__WHAT THE EXERCISE ASKS__:
Reproduce word for word the stretch of the material below, from the line containing "Look at this image and locate every instance of armored" through the line containing "top-left (198, 46), bottom-right (241, 59)".

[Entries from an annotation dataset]
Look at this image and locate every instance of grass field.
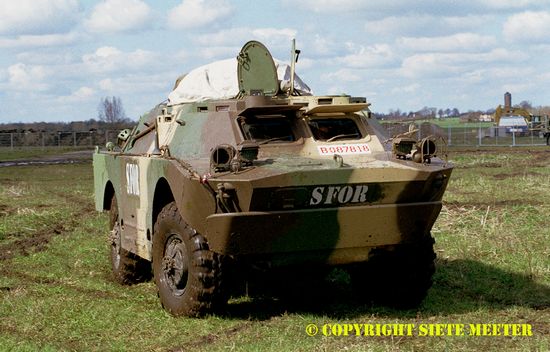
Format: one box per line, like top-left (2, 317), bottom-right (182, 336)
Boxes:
top-left (0, 148), bottom-right (550, 351)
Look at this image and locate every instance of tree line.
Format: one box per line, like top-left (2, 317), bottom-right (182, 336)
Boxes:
top-left (0, 96), bottom-right (135, 133)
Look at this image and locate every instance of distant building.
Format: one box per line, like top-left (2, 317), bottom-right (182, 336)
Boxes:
top-left (498, 115), bottom-right (529, 133)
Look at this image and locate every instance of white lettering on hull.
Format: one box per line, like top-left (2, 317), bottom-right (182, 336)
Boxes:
top-left (309, 185), bottom-right (369, 205)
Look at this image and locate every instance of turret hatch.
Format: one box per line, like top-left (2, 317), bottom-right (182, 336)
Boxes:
top-left (237, 40), bottom-right (279, 96)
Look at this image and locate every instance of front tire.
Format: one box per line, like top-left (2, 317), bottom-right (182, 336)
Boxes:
top-left (349, 235), bottom-right (436, 309)
top-left (153, 202), bottom-right (226, 317)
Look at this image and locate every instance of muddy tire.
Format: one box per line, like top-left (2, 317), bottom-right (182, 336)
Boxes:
top-left (349, 236), bottom-right (436, 309)
top-left (153, 202), bottom-right (227, 317)
top-left (109, 197), bottom-right (151, 285)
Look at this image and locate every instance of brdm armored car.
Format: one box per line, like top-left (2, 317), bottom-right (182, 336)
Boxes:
top-left (93, 41), bottom-right (452, 316)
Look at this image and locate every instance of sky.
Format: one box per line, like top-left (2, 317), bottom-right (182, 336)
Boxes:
top-left (0, 0), bottom-right (550, 122)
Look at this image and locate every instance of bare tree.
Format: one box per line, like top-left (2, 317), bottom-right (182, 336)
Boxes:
top-left (97, 96), bottom-right (127, 123)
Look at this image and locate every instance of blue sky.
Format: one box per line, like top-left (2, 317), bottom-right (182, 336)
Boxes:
top-left (0, 0), bottom-right (550, 122)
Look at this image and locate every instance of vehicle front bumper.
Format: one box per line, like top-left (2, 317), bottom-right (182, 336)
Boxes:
top-left (205, 201), bottom-right (441, 264)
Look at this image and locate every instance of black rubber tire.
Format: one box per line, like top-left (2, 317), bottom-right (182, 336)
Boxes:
top-left (348, 235), bottom-right (436, 309)
top-left (153, 202), bottom-right (227, 317)
top-left (109, 197), bottom-right (151, 285)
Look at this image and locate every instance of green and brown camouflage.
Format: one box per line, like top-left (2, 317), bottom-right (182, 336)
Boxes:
top-left (93, 41), bottom-right (452, 315)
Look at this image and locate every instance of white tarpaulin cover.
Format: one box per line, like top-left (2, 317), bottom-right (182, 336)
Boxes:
top-left (168, 59), bottom-right (312, 105)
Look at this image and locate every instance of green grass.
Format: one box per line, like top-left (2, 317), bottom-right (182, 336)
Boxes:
top-left (0, 154), bottom-right (550, 351)
top-left (382, 117), bottom-right (494, 128)
top-left (0, 147), bottom-right (93, 162)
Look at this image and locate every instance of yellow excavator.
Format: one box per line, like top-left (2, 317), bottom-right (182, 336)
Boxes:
top-left (495, 105), bottom-right (550, 145)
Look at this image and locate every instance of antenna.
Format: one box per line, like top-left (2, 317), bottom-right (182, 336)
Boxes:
top-left (289, 38), bottom-right (300, 95)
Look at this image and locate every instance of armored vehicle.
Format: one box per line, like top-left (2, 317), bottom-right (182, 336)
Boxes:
top-left (93, 41), bottom-right (452, 316)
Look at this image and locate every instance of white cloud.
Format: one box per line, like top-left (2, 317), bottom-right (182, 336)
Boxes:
top-left (365, 13), bottom-right (495, 37)
top-left (7, 63), bottom-right (51, 91)
top-left (168, 0), bottom-right (232, 29)
top-left (252, 28), bottom-right (297, 46)
top-left (0, 0), bottom-right (78, 35)
top-left (321, 68), bottom-right (363, 82)
top-left (82, 46), bottom-right (159, 72)
top-left (84, 0), bottom-right (151, 33)
top-left (397, 33), bottom-right (497, 52)
top-left (391, 83), bottom-right (421, 94)
top-left (98, 75), bottom-right (166, 93)
top-left (61, 86), bottom-right (97, 102)
top-left (401, 48), bottom-right (529, 78)
top-left (502, 11), bottom-right (550, 43)
top-left (194, 27), bottom-right (297, 48)
top-left (336, 44), bottom-right (396, 68)
top-left (283, 0), bottom-right (550, 18)
top-left (0, 32), bottom-right (81, 48)
top-left (198, 46), bottom-right (241, 59)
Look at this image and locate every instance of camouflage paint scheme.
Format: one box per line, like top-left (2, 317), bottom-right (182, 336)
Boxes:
top-left (93, 42), bottom-right (452, 266)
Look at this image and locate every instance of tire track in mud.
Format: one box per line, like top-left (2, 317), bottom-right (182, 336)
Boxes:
top-left (0, 192), bottom-right (95, 262)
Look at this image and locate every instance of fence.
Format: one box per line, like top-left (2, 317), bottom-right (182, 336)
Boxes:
top-left (0, 130), bottom-right (119, 149)
top-left (384, 123), bottom-right (547, 147)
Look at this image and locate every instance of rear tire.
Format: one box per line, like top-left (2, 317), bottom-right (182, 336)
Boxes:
top-left (109, 196), bottom-right (151, 285)
top-left (153, 202), bottom-right (227, 317)
top-left (349, 235), bottom-right (436, 309)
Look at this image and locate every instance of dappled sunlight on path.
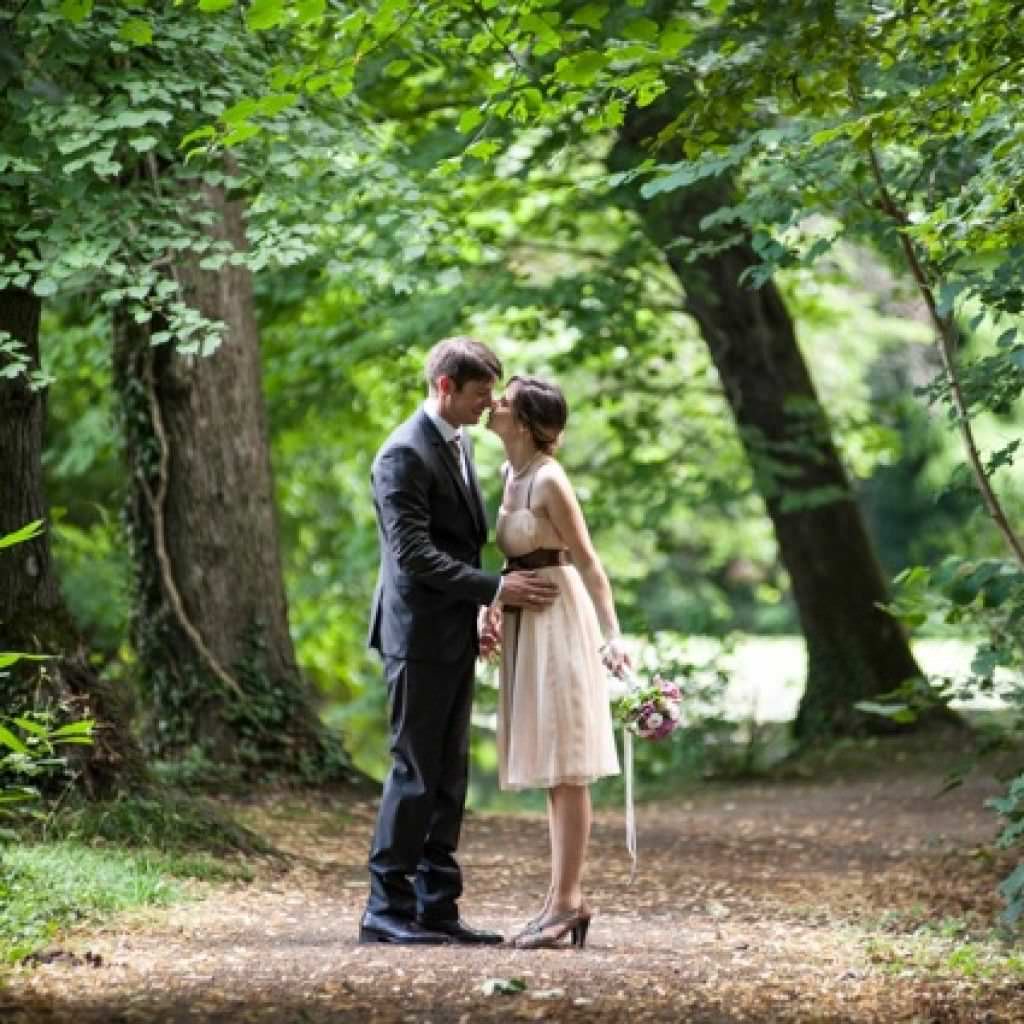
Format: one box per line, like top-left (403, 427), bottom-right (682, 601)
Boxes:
top-left (0, 775), bottom-right (1024, 1024)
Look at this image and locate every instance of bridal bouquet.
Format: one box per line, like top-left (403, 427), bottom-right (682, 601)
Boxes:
top-left (612, 675), bottom-right (682, 739)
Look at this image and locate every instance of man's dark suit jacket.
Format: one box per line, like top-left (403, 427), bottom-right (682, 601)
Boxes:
top-left (370, 408), bottom-right (500, 662)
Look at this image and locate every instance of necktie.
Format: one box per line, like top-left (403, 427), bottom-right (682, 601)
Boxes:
top-left (449, 434), bottom-right (466, 481)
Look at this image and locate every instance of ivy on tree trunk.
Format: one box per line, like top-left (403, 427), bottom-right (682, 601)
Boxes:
top-left (0, 288), bottom-right (144, 797)
top-left (115, 186), bottom-right (347, 779)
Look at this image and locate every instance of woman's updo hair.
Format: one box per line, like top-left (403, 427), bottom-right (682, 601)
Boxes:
top-left (505, 377), bottom-right (569, 455)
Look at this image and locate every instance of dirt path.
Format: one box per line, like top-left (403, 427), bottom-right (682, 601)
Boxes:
top-left (0, 775), bottom-right (1024, 1024)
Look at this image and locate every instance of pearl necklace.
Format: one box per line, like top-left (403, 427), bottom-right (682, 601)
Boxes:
top-left (512, 452), bottom-right (544, 480)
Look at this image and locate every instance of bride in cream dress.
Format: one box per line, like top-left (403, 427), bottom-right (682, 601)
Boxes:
top-left (484, 377), bottom-right (629, 948)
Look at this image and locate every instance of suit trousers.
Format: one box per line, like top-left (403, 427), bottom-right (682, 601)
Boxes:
top-left (367, 643), bottom-right (476, 922)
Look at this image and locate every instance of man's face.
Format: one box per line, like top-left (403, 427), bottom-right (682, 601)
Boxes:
top-left (437, 377), bottom-right (495, 427)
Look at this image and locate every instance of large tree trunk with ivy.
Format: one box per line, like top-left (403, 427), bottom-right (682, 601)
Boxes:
top-left (0, 288), bottom-right (144, 797)
top-left (115, 189), bottom-right (346, 778)
top-left (608, 105), bottom-right (933, 740)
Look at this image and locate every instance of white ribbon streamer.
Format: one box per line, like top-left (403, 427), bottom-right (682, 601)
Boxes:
top-left (623, 726), bottom-right (637, 885)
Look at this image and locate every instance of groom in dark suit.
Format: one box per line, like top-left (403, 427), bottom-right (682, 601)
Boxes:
top-left (359, 338), bottom-right (556, 944)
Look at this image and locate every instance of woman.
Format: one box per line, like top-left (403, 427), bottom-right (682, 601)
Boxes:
top-left (487, 377), bottom-right (629, 949)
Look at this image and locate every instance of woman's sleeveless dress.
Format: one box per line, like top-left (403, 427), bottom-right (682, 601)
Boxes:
top-left (497, 460), bottom-right (618, 790)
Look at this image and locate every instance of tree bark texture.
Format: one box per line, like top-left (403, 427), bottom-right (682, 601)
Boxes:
top-left (0, 288), bottom-right (144, 797)
top-left (115, 189), bottom-right (347, 778)
top-left (608, 104), bottom-right (922, 740)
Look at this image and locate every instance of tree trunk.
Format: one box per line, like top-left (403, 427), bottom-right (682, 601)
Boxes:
top-left (0, 288), bottom-right (144, 797)
top-left (608, 106), bottom-right (922, 740)
top-left (115, 189), bottom-right (347, 779)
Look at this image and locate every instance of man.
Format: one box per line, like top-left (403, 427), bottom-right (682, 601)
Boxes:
top-left (359, 338), bottom-right (557, 944)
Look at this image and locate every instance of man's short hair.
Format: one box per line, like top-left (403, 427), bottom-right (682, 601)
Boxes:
top-left (426, 336), bottom-right (503, 391)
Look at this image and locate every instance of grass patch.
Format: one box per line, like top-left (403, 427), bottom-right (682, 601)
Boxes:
top-left (37, 794), bottom-right (278, 857)
top-left (0, 793), bottom-right (280, 966)
top-left (0, 842), bottom-right (209, 964)
top-left (864, 922), bottom-right (1024, 981)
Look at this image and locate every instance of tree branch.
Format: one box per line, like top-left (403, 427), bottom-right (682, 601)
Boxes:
top-left (867, 142), bottom-right (1024, 566)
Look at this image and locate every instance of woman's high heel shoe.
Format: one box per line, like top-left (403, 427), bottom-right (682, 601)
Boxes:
top-left (512, 903), bottom-right (592, 949)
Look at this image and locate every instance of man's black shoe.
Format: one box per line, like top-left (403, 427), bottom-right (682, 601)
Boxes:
top-left (420, 918), bottom-right (505, 946)
top-left (359, 910), bottom-right (452, 946)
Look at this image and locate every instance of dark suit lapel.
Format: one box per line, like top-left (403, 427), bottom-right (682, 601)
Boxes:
top-left (463, 434), bottom-right (487, 540)
top-left (420, 412), bottom-right (483, 526)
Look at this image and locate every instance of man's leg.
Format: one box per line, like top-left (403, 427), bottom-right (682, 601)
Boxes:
top-left (416, 648), bottom-right (476, 924)
top-left (367, 657), bottom-right (451, 920)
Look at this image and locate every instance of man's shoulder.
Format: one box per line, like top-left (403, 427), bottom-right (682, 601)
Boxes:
top-left (374, 409), bottom-right (433, 462)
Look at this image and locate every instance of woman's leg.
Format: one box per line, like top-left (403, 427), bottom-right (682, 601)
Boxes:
top-left (547, 785), bottom-right (591, 914)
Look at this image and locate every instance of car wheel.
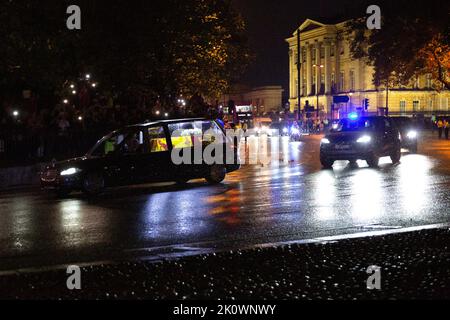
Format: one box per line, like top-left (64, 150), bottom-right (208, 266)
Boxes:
top-left (206, 164), bottom-right (227, 184)
top-left (320, 157), bottom-right (334, 169)
top-left (366, 154), bottom-right (380, 168)
top-left (391, 148), bottom-right (402, 164)
top-left (83, 172), bottom-right (105, 196)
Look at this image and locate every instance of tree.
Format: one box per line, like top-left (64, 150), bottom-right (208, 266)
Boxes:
top-left (0, 0), bottom-right (249, 105)
top-left (347, 0), bottom-right (450, 89)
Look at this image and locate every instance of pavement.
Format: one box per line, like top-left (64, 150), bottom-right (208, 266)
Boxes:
top-left (0, 228), bottom-right (450, 302)
top-left (0, 131), bottom-right (450, 293)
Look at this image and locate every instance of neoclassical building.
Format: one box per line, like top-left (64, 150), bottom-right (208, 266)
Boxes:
top-left (286, 19), bottom-right (450, 116)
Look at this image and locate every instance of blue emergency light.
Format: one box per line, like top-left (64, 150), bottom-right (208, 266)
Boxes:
top-left (348, 112), bottom-right (359, 121)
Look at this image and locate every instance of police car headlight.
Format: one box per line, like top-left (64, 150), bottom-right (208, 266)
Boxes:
top-left (406, 130), bottom-right (418, 139)
top-left (356, 136), bottom-right (372, 143)
top-left (60, 168), bottom-right (81, 176)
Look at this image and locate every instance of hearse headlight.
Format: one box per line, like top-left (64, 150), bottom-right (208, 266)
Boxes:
top-left (356, 136), bottom-right (372, 144)
top-left (60, 168), bottom-right (81, 176)
top-left (406, 130), bottom-right (418, 139)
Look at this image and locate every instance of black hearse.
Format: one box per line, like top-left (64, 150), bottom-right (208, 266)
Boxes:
top-left (320, 113), bottom-right (401, 168)
top-left (41, 119), bottom-right (240, 196)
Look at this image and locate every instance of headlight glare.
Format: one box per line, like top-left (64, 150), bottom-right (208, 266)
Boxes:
top-left (406, 130), bottom-right (418, 139)
top-left (61, 168), bottom-right (81, 176)
top-left (356, 136), bottom-right (372, 143)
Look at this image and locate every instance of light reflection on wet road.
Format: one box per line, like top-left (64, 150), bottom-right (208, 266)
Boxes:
top-left (0, 133), bottom-right (450, 270)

__RESPONSE BELOW__:
Look at this image and locate every instance of armored vehicle.
Format: one box per line, like top-left (2, 317), bottom-right (182, 336)
Boxes:
top-left (93, 41), bottom-right (452, 316)
Look at this image and locate every instance of white cloud.
Format: one box per line, like top-left (2, 317), bottom-right (182, 336)
Boxes:
top-left (365, 13), bottom-right (495, 37)
top-left (7, 63), bottom-right (51, 91)
top-left (168, 0), bottom-right (232, 29)
top-left (252, 28), bottom-right (297, 46)
top-left (0, 0), bottom-right (78, 35)
top-left (321, 68), bottom-right (363, 82)
top-left (82, 46), bottom-right (159, 72)
top-left (84, 0), bottom-right (151, 33)
top-left (397, 33), bottom-right (497, 52)
top-left (391, 83), bottom-right (421, 94)
top-left (98, 75), bottom-right (166, 93)
top-left (61, 86), bottom-right (97, 102)
top-left (401, 48), bottom-right (529, 78)
top-left (502, 11), bottom-right (550, 43)
top-left (194, 27), bottom-right (297, 48)
top-left (336, 44), bottom-right (396, 68)
top-left (283, 0), bottom-right (550, 18)
top-left (0, 32), bottom-right (81, 48)
top-left (198, 46), bottom-right (241, 59)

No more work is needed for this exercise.